PROVIDED PASSAGE
Pamela Ronald is a noted UC Davis plant pathologist and geneticist. She and her research team have isolated genes from rice that are disease-resistant and can tolerate floods.When inserted into rice plants, these genes enhance existing plants, helping farmers produce “high-yield harvests” in parts of the world where rice is a staple, yet vulnerable, crop. In 2014, it’s estimated that “four million subsistence farmers in seven countries fed millions of people by planting seeds that carry a gene Ronald and her collaborators isolated.”
But Ronald’s success is not only limited to genetic science. She’s also helping to bridge the gap between genetic engineering and organic farming by promoting a kind of sustainable agriculture that draws on both philosophies (and practices). “Only by combining elements of each, she contends, will we have a chance of feeding the world’s swelling population (expected to reach 9.2 billion by 2050) while also protecting the planet’s natural resources and countenancing the effects of climate change.”
Jeremy Berlin reports for National Geographic:
…as Ronald sees it, plant geneticists and organic farmers aren’t enemies. In fact, they can be bedfellows: Her husband, Raoul Adamchak, is an organic farmer and co-author, with Ronald, of Tomorrow’s Table: Organic Farming, Genetics, and the Future of Food. Praised by Bill Gates and Michael Pollan, their book argues for an integrated theory of agriculture in which “organic farming and genetic engineering each will play an increasingly important role,” rather than being unnecessarily pitted against each other.
“All this arguing about what’s genetically modified is a big distraction from the really important goals,” says Ronald. “We need to produce safe and nutritious food that consumers can afford and farmers can make a profit from. And we need agricultural practices that enhance soil fertility and crop biodiversity, use land and water efficiently, reduce use of toxic compounds, reduce erosion, and sequester carbon. I think most everyone agrees on those general principles.”

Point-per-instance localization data
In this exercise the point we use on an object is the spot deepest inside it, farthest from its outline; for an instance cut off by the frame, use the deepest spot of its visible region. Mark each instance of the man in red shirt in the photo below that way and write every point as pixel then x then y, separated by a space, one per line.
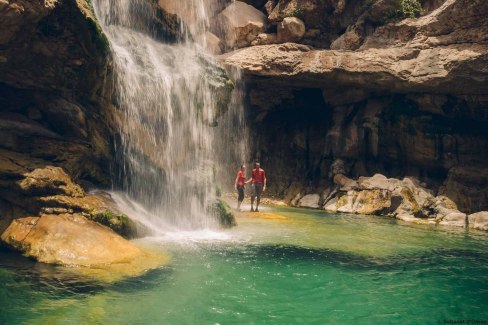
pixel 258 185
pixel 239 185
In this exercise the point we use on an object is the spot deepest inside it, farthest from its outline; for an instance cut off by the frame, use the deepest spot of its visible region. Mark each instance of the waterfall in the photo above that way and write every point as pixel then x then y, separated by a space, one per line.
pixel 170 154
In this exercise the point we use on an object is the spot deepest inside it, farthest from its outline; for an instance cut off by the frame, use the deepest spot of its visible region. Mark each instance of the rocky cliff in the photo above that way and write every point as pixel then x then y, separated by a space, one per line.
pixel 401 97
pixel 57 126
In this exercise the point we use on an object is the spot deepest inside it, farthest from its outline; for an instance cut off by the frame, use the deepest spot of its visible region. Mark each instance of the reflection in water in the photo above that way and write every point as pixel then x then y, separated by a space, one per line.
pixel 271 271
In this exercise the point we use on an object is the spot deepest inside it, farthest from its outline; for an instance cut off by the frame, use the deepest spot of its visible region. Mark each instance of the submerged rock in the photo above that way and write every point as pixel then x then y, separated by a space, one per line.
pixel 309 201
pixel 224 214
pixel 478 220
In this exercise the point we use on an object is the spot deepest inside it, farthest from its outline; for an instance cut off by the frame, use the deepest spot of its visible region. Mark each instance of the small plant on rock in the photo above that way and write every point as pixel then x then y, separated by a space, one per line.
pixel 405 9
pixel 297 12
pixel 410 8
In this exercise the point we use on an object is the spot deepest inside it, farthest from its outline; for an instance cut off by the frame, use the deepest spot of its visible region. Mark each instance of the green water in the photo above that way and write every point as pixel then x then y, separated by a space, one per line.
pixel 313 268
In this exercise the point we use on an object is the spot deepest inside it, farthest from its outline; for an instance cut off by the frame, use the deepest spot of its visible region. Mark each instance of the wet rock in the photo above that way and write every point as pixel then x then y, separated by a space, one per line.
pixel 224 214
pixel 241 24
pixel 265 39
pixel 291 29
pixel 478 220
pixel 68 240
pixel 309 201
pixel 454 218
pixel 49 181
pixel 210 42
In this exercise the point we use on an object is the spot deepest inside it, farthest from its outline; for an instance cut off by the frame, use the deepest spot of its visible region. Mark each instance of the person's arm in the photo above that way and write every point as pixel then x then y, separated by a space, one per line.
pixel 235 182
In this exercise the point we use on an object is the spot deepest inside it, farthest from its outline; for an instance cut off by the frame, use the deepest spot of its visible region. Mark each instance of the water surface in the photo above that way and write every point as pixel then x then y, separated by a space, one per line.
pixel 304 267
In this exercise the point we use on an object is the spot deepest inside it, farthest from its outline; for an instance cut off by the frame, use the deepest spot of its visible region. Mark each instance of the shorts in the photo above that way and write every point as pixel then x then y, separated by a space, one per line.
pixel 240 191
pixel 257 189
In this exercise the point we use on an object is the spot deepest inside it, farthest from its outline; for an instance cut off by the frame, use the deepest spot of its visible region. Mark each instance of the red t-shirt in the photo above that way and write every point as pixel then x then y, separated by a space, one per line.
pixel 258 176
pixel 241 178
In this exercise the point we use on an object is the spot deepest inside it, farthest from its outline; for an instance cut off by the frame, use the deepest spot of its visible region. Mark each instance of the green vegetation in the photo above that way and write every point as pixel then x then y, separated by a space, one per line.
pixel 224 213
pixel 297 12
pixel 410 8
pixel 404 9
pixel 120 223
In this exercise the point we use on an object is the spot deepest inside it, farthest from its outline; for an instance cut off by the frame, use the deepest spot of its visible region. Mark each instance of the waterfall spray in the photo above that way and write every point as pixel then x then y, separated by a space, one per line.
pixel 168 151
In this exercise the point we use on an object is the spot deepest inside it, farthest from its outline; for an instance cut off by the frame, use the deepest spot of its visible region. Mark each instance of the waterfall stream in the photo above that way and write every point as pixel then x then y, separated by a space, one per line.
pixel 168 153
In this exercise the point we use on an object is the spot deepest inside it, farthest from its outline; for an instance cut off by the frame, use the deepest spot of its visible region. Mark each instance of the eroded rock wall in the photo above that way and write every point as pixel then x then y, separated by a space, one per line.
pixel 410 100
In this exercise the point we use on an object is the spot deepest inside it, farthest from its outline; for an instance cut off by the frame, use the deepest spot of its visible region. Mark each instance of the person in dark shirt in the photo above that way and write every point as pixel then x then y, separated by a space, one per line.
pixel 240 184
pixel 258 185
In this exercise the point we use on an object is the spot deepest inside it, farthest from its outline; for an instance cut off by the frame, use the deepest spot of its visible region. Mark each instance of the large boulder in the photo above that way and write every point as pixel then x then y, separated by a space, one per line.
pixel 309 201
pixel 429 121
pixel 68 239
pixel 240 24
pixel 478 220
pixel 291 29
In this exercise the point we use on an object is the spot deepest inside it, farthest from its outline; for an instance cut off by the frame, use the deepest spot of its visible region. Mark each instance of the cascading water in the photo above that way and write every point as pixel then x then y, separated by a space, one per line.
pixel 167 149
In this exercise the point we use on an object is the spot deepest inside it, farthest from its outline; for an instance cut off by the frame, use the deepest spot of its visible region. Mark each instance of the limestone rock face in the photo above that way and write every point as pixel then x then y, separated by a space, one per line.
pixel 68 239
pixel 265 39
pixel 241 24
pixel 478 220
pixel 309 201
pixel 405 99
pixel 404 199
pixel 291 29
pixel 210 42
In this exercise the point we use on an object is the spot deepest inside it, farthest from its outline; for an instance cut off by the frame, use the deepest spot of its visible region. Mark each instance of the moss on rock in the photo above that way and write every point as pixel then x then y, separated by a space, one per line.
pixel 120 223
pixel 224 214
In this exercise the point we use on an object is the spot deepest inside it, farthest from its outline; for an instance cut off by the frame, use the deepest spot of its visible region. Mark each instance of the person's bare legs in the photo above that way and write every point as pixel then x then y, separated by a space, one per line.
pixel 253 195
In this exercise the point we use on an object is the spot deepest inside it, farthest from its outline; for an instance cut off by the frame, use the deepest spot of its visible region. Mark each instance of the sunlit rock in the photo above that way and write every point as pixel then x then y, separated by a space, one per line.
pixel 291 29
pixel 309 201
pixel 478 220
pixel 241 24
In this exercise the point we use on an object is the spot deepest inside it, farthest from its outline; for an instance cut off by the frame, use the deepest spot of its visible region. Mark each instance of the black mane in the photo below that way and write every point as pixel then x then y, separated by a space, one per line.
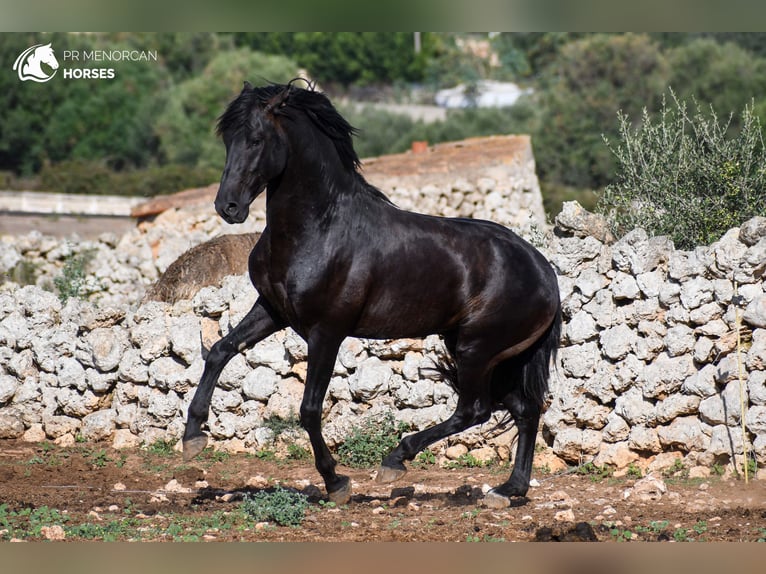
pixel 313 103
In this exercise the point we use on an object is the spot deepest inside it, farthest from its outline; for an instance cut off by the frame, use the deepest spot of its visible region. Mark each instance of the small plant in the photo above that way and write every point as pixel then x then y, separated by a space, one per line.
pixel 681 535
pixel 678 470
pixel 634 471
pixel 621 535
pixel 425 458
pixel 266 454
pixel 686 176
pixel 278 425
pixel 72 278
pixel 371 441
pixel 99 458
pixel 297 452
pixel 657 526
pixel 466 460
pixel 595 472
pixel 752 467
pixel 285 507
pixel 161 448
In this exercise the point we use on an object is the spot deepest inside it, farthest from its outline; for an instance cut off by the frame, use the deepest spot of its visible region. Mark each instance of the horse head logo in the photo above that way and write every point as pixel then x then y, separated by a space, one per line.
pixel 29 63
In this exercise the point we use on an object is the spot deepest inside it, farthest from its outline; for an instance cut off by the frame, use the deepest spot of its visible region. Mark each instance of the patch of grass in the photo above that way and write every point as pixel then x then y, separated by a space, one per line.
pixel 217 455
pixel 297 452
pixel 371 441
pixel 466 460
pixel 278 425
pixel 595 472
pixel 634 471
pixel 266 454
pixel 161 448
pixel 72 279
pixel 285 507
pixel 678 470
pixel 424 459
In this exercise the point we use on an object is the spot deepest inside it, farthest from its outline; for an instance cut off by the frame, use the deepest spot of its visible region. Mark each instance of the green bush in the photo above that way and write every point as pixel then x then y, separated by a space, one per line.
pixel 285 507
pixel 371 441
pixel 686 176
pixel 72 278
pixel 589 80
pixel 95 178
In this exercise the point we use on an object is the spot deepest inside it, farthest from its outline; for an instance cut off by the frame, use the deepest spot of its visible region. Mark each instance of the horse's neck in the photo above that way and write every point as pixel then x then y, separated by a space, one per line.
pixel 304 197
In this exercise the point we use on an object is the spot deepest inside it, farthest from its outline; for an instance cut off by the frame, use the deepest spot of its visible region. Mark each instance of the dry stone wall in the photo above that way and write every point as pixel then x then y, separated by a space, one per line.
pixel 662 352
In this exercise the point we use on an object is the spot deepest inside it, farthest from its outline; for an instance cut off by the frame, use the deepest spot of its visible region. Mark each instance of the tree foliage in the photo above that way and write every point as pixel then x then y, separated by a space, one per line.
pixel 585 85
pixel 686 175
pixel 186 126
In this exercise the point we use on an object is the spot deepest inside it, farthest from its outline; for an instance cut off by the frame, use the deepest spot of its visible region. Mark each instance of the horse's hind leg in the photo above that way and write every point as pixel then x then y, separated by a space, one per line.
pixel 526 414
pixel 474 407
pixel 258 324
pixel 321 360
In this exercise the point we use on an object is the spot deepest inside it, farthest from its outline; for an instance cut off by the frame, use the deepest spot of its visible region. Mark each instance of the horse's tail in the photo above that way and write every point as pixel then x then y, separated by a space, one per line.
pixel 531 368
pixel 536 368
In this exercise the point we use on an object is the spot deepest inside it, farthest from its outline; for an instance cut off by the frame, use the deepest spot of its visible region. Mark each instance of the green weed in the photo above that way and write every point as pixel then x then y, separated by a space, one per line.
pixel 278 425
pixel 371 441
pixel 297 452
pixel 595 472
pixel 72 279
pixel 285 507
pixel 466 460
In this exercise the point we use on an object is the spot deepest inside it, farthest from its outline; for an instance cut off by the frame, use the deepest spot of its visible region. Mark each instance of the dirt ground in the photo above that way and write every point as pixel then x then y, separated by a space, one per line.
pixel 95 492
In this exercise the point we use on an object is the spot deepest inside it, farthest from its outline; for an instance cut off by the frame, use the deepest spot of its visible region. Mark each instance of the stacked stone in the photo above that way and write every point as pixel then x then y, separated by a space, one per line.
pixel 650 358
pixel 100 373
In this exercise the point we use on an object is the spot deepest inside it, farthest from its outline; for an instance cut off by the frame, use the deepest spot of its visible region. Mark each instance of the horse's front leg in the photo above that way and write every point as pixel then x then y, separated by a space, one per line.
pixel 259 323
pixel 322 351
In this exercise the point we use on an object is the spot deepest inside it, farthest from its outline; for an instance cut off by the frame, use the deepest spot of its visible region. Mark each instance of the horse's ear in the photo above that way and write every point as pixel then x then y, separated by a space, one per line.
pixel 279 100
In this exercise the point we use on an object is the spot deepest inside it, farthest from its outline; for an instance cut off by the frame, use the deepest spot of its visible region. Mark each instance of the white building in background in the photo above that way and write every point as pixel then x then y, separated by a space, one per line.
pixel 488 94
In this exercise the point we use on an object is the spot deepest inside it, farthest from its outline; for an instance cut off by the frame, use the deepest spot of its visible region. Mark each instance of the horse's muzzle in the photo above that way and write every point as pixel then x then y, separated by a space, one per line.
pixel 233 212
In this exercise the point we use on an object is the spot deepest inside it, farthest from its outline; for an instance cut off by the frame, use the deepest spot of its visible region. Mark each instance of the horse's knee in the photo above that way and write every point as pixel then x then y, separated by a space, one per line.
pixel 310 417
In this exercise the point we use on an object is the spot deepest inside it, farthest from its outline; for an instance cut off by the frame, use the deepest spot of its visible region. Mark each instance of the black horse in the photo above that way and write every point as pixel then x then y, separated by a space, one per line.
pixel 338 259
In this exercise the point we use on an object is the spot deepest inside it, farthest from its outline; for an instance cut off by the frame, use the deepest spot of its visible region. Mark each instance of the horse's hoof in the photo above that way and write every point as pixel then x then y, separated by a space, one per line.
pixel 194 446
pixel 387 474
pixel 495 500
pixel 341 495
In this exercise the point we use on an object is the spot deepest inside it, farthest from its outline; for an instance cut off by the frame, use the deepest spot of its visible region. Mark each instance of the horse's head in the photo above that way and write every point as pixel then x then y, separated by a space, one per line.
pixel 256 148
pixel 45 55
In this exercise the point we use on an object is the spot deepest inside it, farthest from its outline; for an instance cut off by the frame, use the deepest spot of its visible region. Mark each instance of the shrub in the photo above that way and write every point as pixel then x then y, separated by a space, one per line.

QUESTIONS TO ANSWER
A. According to the passage about Pamela Ronald, what population is the world expected to reach by 2050?
B. Continue the passage about Pamela Ronald from the point where it stops.

SET OF ANSWERS
A. 9.2 billion people.

B.
The work of Ronald’s husband, Raoul Adamchak (he teaches at UC Davis’ certified organic farm, which is operated by the Agricultural Sustainability Institute), is also discussed. His opinion? “And, not or.”
“I think of genetic engineering as an extension of plant breeding,” says Adamchak. “Manipulating genes in a lab is analogous to a mutation that could occur in nature. If the mutation is beneficial, it’s selected by the farmer or the environment. So I view genetic engineering as an intentional mutation.”
This is a fascinating, must-read piece that focuses on Ronald’s work in rice (which in some ways, serves as a case study to explore the history of genetic engineering). Ronald’s experiences as a female pioneer in her field are also revealed in the article. The bonus? An excellent explanation of genetic engineering, a larger context for the application of the science, an introduction to the important work of other people, video links and lavish photography.
Ronald’s work is part of the University of California’s Global Food Initiative, which seeks to address one of the most compelling issues of our time: how to sustainably and nutritiously feed a growing world population.